------ Extracted information ------
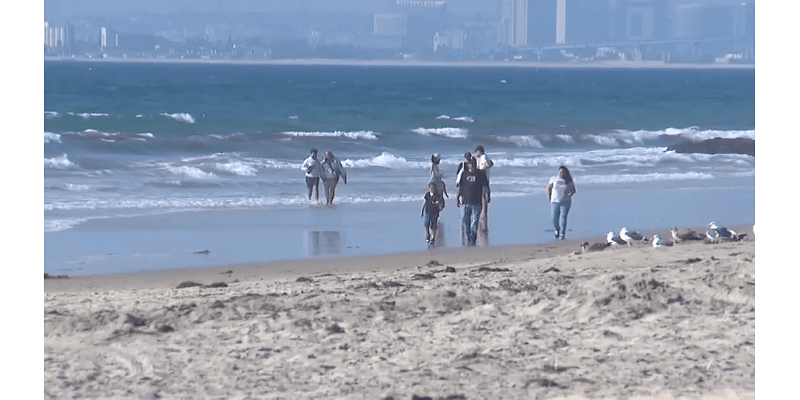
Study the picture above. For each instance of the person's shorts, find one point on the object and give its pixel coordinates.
(311, 182)
(430, 221)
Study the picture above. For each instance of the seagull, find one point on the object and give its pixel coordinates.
(631, 236)
(586, 247)
(613, 239)
(680, 235)
(658, 242)
(722, 232)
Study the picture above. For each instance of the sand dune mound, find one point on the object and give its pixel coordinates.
(674, 321)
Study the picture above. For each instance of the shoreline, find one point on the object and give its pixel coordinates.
(415, 63)
(496, 322)
(292, 269)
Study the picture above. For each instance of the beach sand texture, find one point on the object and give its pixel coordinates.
(523, 322)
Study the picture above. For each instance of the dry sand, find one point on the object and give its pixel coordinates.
(512, 322)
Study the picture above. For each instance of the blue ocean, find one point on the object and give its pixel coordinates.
(174, 148)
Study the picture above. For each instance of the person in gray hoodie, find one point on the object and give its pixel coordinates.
(331, 171)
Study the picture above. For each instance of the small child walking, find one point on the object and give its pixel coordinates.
(433, 203)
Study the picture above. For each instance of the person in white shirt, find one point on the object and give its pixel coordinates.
(559, 191)
(311, 168)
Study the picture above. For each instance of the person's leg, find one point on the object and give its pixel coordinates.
(433, 225)
(466, 214)
(426, 222)
(564, 211)
(555, 210)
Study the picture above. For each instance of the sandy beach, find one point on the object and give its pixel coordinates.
(497, 322)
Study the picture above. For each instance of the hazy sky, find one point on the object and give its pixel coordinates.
(60, 9)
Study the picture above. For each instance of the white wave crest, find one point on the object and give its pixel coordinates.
(52, 137)
(350, 135)
(237, 168)
(88, 115)
(455, 133)
(182, 117)
(462, 119)
(58, 162)
(385, 160)
(191, 172)
(522, 141)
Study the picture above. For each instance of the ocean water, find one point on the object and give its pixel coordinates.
(129, 145)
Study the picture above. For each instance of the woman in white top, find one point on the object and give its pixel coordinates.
(559, 191)
(437, 177)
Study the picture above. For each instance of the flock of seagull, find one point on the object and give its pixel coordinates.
(625, 237)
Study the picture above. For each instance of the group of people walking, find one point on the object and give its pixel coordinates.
(473, 192)
(329, 170)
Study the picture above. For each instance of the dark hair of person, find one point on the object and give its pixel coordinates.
(567, 175)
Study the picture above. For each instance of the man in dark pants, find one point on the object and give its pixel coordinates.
(471, 187)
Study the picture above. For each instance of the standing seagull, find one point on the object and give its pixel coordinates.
(614, 240)
(721, 232)
(586, 247)
(658, 242)
(681, 235)
(631, 236)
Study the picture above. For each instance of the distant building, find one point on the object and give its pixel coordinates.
(449, 40)
(390, 24)
(542, 19)
(109, 39)
(58, 39)
(423, 20)
(514, 23)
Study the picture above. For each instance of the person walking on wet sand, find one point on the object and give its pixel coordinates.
(311, 168)
(437, 177)
(432, 204)
(484, 164)
(331, 170)
(471, 188)
(559, 191)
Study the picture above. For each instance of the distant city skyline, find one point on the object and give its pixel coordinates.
(56, 10)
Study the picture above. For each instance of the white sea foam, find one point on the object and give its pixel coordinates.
(191, 172)
(58, 162)
(52, 137)
(88, 115)
(183, 117)
(521, 141)
(350, 135)
(455, 133)
(237, 168)
(385, 160)
(462, 119)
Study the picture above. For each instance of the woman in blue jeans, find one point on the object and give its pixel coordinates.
(559, 191)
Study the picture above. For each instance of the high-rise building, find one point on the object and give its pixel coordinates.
(514, 23)
(423, 20)
(109, 39)
(542, 17)
(389, 24)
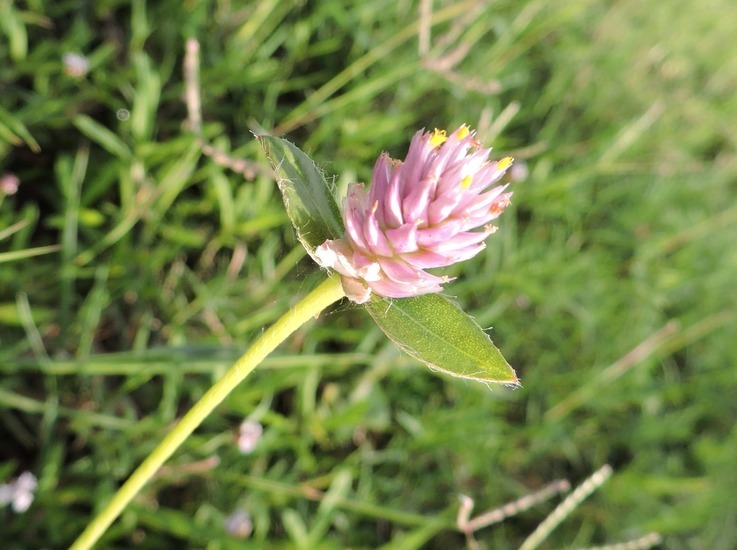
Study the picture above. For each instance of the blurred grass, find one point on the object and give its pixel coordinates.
(133, 267)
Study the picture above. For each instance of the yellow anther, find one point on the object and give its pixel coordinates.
(504, 163)
(438, 137)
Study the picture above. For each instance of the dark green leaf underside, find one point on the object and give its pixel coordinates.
(308, 199)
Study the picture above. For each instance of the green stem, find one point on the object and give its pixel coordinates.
(311, 306)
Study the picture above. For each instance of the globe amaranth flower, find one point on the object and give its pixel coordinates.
(432, 210)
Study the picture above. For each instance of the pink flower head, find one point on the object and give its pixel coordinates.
(418, 214)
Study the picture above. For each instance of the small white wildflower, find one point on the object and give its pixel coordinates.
(9, 184)
(19, 493)
(249, 435)
(75, 65)
(239, 524)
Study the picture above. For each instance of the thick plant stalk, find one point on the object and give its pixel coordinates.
(310, 307)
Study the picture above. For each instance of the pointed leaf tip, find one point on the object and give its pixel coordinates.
(436, 331)
(307, 196)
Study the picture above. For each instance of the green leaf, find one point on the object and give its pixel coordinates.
(307, 196)
(102, 136)
(436, 331)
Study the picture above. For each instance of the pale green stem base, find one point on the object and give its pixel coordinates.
(311, 306)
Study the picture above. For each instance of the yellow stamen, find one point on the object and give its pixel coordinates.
(438, 137)
(504, 163)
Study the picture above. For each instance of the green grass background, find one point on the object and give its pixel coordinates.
(610, 285)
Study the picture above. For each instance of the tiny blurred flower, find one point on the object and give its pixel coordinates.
(418, 214)
(249, 435)
(19, 493)
(75, 65)
(9, 184)
(519, 171)
(239, 524)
------
• _Work to be completed_
Copy out every one of the lines above word for word, leaving out the pictures.

• _Answer to the problem_
Study the picture above. For each instance of the person's shorts, find one point on the object and give its pixel coordinates.
(311, 182)
(430, 221)
Study the picture above. For each instance of the seagull, find one point on the object and give its pixel coordinates.
(631, 236)
(586, 247)
(613, 239)
(680, 235)
(658, 242)
(722, 232)
Study the picture above. For each instance of the sand dune mound, find one point on the object and give its pixel coordinates.
(674, 321)
Study the picture above. For each instance of the shoreline, find one point on the object and give its pixel coordinates.
(415, 63)
(496, 322)
(292, 269)
Study the picture above. For each instance of the beach sand texture, find one point on the object and give its pixel coordinates.
(523, 322)
Study the picture above. For each instance of the dry sand, find one point on the object and give its pixel coordinates.
(512, 322)
Study the picture above. For each instance of the blue ocean, find one point on the object and give its pixel coordinates.
(174, 148)
Study the picture above. For each instance of the person in gray hoodie, find one point on the object and give its pixel coordinates.
(331, 171)
Study the picture above. For each instance of the small child walking, find one point on the object and give its pixel coordinates.
(433, 203)
Study the picture above. For each instance of the person in white shirt, find one point on the object and give its pixel coordinates.
(559, 191)
(311, 168)
Study the picture above. For each instance of the person's leg, find one point on the object and give its pixel coordinates.
(433, 225)
(466, 214)
(426, 222)
(564, 211)
(555, 210)
Study the picture above. For each instance of the sandy beach, find one point on the object and give its pixel coordinates.
(497, 322)
Study the picture above. For each instance of the hazy sky, find one point on the object and give its pixel coordinates.
(60, 9)
Study the picture above. For each instance of the white wave crest, find one point on the object and give its pixel coordinates.
(52, 137)
(350, 135)
(237, 168)
(88, 115)
(455, 133)
(182, 117)
(462, 119)
(58, 162)
(385, 160)
(191, 172)
(522, 141)
Study the picture above. For each instance of the ocean water, find one point on the object and give its pixel coordinates.
(129, 145)
Study the picture above. For each instance of the woman in white top, find one point on the object and give its pixel coordinates.
(559, 191)
(437, 177)
Study the picture above. For each instance of the flock of seagull, find one point on the object and give its pixel coordinates.
(625, 237)
Study the picture above. For each instance of the group of people walking, find one point on the object and give its pixel coordinates.
(473, 192)
(329, 170)
Study the picture above. For each instance of the dark hair of person, find one point on the object and give its pixel coordinates.
(567, 175)
Study the picture above. For each instance of the man in dark pants, find one point on the object and give its pixel coordinates.
(471, 187)
Study the picture above. For each instance of the standing seagull, find one point on the object and give its pixel coordinates.
(614, 240)
(721, 232)
(586, 247)
(658, 242)
(681, 235)
(631, 236)
Study the picture above. For each instance of the distant building, find one point on the object and give its pixel coordinates.
(449, 40)
(390, 24)
(542, 19)
(109, 39)
(58, 39)
(423, 20)
(514, 23)
Study the picture above. For each instance of the person walking on wet sand, find one point on the object and give its pixel coordinates.
(311, 168)
(437, 177)
(432, 204)
(484, 164)
(331, 170)
(471, 188)
(559, 191)
Study the picture above. For each instance of the distant city skyline, find one point on the object and give its pixel coordinates.
(56, 10)
Study the picture above. For each instance of the white sea foam, find one point on the object and give its pixel coordinates.
(191, 172)
(58, 162)
(52, 137)
(88, 115)
(183, 117)
(521, 141)
(350, 135)
(455, 133)
(237, 168)
(385, 160)
(462, 119)
Study the picture above. For each instance of the woman in blue jeans, find one point on the object and give its pixel coordinates.
(559, 191)
Study the picture above. For each instance of the high-rise building, find one point on the object and give its pixel coordinates.
(514, 23)
(423, 20)
(109, 39)
(542, 17)
(389, 24)
Study the picture above. For each instance of the blurred grass, find one point on the object and give its pixel coordinates.
(133, 267)
Study the picture above. For each instance of the yellow anther, find one point on the object and give its pixel coordinates.
(504, 163)
(438, 137)
Study the picture above. For each instance of the dark green leaf underside, find one point on the object and give its pixel coordinates.
(308, 199)
Study the picture above. For each instance of the green stem, find one point on the object and give its pixel coordinates.
(311, 306)
Study the picture above. For each instance of the globe amaranth flower, find one point on the object and give its pixel coordinates.
(432, 210)
Study the picture above. For each instance of the pink flower head, find one point on the object and give its pixel coordinates.
(418, 214)
Study the picture above. For each instance of the small white wildflower, find one point on the object and give its pixel coordinates.
(9, 184)
(19, 493)
(249, 435)
(75, 65)
(239, 524)
Study the picture above. For each instance of the thick plant stalk, find one point on the object and give its pixel coordinates.
(310, 307)
Study the picture above. For each instance of the pointed leaf tip, find one point on the object and give its pixel coordinates.
(436, 331)
(307, 196)
Study the picture above. For each instance of the green leaf, find one point on the object and give its pixel coordinates.
(307, 196)
(102, 136)
(436, 331)
Study the picture above. For each instance of the pale green stem base, find one point on the object and give its pixel coordinates.
(311, 306)
Study the picture above. For each instance of the yellow stamen, find one point on the object and give its pixel coordinates.
(438, 137)
(504, 163)
Study the picture above. For each instance of the green grass background, find one point on the object and give its pixel coordinates.
(610, 285)
Study the picture above. For each instance of the tiny blurred flower, find one point on the object and give its pixel coordinates.
(418, 214)
(249, 435)
(19, 493)
(75, 65)
(9, 184)
(519, 171)
(239, 524)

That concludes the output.